___ RECORDS TO USE ___

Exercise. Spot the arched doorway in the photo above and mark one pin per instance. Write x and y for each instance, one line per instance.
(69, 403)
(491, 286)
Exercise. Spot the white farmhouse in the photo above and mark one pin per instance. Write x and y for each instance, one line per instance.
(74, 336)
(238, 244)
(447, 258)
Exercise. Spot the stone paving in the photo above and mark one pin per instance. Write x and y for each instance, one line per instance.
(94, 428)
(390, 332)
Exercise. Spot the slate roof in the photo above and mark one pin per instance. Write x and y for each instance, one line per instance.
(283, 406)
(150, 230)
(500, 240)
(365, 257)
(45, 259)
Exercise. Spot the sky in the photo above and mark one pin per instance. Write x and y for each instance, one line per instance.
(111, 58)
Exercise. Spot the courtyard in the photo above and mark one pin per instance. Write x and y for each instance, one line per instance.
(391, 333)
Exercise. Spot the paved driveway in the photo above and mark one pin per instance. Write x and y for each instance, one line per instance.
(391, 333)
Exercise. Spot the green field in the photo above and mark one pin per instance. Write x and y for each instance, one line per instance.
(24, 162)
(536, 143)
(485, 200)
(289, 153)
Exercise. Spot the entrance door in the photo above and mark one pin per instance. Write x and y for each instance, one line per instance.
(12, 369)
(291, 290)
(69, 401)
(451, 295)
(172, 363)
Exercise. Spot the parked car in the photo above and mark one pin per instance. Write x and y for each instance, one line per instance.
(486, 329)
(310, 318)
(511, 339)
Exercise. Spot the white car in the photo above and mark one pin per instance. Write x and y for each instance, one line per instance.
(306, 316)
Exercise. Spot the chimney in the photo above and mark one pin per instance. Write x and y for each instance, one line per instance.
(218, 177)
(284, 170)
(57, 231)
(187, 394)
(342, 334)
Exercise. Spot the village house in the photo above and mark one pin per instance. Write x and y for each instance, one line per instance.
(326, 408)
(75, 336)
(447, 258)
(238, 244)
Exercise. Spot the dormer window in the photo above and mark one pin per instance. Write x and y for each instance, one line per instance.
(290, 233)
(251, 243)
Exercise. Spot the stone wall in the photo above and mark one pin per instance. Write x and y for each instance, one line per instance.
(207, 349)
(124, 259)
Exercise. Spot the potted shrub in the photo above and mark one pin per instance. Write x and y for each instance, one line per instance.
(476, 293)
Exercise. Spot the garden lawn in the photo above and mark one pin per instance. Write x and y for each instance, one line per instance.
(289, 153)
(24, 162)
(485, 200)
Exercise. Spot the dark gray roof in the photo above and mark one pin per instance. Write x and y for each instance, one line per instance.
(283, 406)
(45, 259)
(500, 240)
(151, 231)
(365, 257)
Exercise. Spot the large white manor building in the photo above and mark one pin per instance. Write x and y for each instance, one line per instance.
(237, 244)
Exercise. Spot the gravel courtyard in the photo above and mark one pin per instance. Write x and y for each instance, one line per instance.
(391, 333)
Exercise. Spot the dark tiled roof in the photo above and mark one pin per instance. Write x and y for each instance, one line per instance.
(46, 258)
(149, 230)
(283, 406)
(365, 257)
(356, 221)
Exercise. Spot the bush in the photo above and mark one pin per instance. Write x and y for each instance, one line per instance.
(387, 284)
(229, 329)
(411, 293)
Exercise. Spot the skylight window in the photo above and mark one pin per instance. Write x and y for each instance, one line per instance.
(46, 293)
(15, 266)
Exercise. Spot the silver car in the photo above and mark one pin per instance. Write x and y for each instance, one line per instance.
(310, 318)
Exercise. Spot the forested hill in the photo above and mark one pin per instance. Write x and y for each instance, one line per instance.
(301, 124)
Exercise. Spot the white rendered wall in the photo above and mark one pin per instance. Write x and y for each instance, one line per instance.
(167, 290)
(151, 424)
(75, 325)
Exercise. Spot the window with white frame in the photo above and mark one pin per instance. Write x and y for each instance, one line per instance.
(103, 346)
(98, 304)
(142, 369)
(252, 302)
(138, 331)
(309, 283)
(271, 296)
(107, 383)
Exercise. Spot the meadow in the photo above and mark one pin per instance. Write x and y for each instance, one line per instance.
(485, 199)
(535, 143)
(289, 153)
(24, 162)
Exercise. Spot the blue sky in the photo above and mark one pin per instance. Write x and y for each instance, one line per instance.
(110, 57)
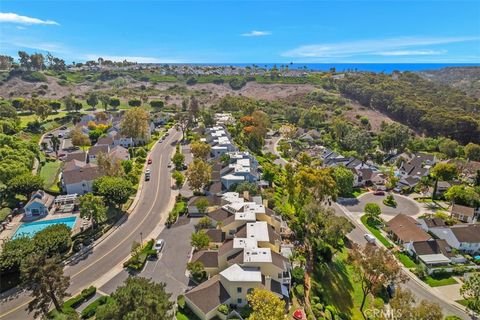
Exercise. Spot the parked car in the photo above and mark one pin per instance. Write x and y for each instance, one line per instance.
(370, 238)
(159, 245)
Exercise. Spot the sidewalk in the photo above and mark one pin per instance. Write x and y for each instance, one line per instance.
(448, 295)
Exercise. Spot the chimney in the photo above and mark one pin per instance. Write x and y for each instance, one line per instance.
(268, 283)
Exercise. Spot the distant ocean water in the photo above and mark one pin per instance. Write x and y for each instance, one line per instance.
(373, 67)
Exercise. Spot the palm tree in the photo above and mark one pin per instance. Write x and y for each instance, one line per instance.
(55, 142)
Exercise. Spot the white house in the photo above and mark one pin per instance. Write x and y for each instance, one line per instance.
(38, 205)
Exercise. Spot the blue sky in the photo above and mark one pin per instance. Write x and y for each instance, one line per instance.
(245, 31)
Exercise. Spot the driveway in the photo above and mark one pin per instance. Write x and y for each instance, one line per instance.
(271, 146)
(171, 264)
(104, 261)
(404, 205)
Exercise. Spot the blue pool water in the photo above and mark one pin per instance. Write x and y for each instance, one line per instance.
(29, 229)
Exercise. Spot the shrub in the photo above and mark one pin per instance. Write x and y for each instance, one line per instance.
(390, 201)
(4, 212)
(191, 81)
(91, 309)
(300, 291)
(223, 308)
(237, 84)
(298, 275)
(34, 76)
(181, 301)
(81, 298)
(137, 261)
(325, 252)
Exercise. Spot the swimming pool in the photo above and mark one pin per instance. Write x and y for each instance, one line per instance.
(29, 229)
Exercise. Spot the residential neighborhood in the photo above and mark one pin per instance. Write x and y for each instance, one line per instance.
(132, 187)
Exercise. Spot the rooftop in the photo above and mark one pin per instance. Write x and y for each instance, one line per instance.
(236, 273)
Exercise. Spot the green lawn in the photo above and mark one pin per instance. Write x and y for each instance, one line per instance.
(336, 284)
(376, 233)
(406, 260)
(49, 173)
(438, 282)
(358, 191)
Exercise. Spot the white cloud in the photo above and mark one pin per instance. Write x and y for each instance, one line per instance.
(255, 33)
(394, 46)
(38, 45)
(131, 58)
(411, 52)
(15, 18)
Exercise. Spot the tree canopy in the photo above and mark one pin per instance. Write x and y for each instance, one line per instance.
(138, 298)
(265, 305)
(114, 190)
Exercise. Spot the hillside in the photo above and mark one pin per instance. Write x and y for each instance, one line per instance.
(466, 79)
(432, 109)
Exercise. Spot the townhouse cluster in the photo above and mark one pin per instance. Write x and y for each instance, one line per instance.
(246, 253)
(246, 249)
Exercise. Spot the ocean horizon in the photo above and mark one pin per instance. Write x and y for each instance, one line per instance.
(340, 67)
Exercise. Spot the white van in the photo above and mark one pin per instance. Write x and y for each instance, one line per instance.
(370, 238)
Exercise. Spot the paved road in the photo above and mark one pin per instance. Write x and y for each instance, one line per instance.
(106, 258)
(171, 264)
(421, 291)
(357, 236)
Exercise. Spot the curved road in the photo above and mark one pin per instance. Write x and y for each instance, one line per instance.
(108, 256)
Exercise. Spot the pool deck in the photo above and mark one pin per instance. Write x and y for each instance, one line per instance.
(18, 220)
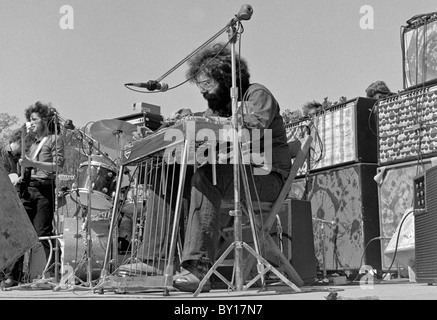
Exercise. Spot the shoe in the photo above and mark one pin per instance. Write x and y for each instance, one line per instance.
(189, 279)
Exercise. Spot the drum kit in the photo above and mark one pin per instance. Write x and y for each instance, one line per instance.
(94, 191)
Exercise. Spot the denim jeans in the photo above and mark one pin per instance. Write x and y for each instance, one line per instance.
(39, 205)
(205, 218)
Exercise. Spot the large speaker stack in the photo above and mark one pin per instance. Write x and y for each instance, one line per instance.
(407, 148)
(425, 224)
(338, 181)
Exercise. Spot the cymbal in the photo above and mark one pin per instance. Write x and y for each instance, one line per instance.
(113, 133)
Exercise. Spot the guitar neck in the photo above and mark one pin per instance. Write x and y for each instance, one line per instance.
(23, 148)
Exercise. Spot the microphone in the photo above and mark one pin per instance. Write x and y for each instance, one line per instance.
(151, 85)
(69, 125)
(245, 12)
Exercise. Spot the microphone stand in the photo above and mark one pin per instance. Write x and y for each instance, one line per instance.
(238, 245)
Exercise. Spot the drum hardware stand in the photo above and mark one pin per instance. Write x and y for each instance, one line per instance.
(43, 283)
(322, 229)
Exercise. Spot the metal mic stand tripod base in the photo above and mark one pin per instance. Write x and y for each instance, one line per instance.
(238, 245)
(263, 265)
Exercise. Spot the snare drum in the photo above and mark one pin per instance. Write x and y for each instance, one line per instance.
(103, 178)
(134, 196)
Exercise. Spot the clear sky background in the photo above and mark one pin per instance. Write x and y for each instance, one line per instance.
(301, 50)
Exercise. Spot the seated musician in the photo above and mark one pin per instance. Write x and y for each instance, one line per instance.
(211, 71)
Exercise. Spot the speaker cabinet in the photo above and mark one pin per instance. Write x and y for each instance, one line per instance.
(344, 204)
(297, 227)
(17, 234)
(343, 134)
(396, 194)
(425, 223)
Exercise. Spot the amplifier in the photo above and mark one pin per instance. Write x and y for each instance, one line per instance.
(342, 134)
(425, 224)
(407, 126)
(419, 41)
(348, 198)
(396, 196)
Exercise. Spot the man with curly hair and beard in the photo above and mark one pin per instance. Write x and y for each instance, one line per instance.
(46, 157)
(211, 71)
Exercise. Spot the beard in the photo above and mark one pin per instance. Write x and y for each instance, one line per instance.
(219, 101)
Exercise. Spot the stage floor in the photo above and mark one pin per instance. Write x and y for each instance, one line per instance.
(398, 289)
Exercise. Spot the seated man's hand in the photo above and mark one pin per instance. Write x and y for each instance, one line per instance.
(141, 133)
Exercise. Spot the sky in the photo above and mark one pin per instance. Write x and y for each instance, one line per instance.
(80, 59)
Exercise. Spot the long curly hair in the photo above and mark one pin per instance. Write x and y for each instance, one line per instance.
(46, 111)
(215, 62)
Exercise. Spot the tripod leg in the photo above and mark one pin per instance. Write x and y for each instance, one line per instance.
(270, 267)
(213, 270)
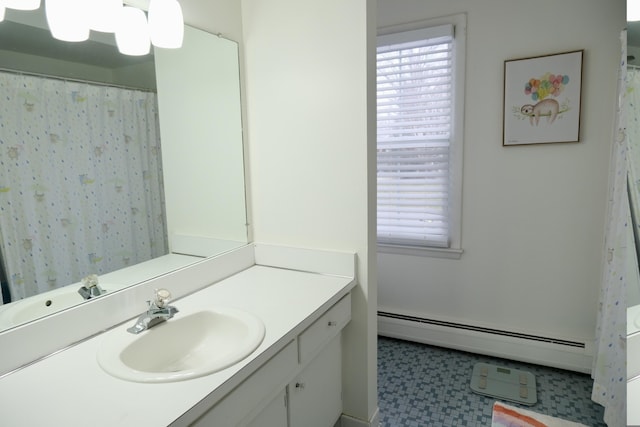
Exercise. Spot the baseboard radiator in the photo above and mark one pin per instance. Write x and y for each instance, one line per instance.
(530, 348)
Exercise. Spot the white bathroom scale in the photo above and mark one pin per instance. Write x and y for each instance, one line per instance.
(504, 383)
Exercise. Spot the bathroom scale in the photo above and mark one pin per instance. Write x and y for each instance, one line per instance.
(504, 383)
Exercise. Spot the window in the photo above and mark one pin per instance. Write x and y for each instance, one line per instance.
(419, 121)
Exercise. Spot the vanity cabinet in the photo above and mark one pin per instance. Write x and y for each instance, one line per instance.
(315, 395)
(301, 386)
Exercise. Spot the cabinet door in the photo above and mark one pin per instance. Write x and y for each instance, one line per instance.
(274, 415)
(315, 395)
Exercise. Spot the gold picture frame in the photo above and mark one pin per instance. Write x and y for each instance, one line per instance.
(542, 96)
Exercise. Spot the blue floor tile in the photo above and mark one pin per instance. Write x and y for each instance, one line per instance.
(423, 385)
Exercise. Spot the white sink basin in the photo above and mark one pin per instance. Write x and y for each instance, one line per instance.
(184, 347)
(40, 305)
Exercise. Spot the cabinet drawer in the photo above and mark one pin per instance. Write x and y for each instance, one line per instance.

___
___ RECORDS TO USE ___

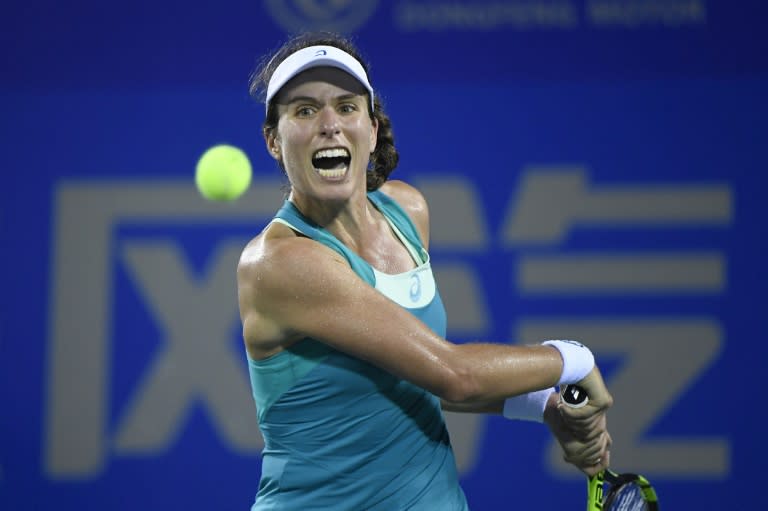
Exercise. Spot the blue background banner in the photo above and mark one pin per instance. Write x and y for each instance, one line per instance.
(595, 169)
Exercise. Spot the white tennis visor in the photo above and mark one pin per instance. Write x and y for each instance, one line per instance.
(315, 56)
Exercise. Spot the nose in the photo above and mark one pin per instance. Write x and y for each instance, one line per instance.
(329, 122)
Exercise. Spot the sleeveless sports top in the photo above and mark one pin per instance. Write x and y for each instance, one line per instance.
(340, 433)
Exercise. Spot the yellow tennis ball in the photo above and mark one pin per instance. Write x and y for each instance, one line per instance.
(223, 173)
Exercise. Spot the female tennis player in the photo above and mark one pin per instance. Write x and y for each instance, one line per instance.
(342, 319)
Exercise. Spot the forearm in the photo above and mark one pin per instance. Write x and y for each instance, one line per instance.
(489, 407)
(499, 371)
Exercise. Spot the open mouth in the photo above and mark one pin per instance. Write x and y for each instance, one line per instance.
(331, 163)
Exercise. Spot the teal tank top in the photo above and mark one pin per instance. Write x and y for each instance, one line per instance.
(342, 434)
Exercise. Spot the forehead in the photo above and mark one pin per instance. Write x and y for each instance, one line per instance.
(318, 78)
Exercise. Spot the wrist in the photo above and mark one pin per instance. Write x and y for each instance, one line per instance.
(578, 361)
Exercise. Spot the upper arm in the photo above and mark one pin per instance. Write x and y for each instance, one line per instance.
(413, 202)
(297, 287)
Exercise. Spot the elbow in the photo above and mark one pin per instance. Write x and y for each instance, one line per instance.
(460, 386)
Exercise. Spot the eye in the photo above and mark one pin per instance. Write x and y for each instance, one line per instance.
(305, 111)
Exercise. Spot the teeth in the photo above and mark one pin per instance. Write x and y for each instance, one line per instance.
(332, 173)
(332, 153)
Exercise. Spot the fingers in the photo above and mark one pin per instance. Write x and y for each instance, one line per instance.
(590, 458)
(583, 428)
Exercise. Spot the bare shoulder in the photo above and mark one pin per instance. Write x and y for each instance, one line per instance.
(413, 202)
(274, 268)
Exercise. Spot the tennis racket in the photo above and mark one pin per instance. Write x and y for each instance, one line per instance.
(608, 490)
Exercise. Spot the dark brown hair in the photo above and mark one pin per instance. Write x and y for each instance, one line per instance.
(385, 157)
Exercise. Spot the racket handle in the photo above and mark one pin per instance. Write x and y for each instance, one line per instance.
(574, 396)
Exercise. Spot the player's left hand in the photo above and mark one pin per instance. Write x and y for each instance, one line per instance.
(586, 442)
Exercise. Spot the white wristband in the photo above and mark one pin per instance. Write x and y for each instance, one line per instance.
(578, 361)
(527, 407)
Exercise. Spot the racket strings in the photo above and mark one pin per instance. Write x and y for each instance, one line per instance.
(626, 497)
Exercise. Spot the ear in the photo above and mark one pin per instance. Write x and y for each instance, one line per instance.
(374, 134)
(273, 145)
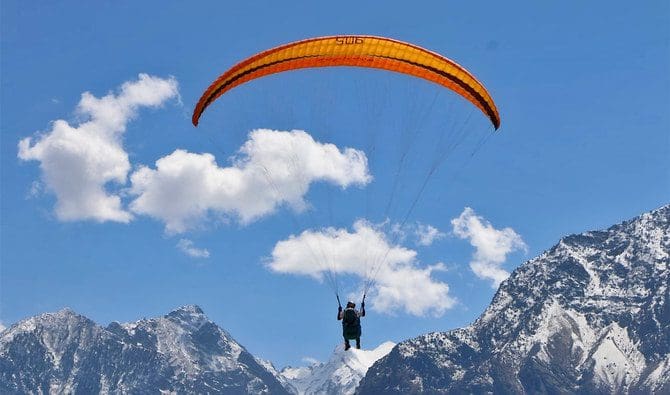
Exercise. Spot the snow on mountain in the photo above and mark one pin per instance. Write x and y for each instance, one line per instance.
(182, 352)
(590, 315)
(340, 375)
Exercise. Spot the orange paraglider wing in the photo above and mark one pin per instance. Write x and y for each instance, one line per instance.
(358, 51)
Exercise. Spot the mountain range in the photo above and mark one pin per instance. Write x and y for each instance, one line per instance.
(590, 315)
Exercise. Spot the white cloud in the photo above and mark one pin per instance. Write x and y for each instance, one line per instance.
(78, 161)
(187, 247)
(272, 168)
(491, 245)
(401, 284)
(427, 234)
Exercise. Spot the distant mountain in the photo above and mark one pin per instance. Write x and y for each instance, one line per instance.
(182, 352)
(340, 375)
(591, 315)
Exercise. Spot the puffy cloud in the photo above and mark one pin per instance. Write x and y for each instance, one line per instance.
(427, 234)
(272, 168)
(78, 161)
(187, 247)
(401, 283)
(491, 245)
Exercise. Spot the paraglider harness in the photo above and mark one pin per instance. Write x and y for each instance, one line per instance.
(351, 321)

___
___ RECORDS TO USE ___

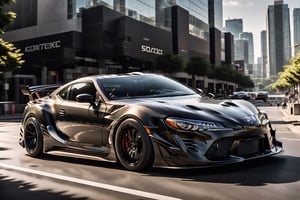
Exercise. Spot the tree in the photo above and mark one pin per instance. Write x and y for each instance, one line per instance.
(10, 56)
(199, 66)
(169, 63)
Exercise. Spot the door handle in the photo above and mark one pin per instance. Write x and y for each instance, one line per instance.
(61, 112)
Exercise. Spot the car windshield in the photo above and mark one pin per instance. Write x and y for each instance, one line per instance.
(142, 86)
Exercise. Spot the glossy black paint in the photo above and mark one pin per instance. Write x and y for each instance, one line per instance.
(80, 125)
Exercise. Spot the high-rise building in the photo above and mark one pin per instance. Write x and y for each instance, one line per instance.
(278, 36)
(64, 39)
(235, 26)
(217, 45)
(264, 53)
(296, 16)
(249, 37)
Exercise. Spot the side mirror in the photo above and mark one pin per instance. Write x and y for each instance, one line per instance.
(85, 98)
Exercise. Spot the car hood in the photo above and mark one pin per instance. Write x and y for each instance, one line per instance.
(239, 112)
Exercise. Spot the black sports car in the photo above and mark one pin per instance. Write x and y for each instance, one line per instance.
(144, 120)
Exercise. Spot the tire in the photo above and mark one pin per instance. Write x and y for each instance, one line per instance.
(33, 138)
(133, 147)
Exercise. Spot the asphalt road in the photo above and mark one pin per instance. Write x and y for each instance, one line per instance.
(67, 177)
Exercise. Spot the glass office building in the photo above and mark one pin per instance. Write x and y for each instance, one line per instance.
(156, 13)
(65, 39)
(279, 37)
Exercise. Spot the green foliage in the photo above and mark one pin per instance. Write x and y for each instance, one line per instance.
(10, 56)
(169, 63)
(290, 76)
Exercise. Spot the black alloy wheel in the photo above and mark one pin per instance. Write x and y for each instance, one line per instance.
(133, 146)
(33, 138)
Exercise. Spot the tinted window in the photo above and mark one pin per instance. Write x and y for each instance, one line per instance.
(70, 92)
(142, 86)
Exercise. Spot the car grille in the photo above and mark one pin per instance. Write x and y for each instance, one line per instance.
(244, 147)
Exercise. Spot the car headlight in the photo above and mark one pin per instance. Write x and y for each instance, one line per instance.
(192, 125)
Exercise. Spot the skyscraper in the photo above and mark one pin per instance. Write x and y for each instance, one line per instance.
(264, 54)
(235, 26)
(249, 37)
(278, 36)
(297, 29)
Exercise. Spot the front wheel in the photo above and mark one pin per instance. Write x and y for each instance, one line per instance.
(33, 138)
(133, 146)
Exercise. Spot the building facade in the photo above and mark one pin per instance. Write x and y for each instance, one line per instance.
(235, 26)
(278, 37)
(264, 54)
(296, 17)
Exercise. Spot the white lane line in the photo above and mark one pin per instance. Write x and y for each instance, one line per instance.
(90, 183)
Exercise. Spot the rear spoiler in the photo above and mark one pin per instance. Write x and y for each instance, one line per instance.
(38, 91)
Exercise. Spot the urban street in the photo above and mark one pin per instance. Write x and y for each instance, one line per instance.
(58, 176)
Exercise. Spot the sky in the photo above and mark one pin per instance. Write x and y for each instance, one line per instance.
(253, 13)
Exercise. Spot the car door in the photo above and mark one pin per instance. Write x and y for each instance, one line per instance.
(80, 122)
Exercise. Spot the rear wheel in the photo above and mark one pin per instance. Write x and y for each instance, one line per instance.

___

- **GIVEN INSTRUCTION**: Identify each line in the records above that contains the word "lawn", matching case, and copy those lines.

- **RESULT FOR THIS TASK**:
Exercise. Spot the garden lawn in the photo above and mark one pin per instance. Write x and y for each instance, one line per instance.
Exercise. Spot the green lawn in the photo above and mark one pin per instance. Write x and y for each instance, one line per instance.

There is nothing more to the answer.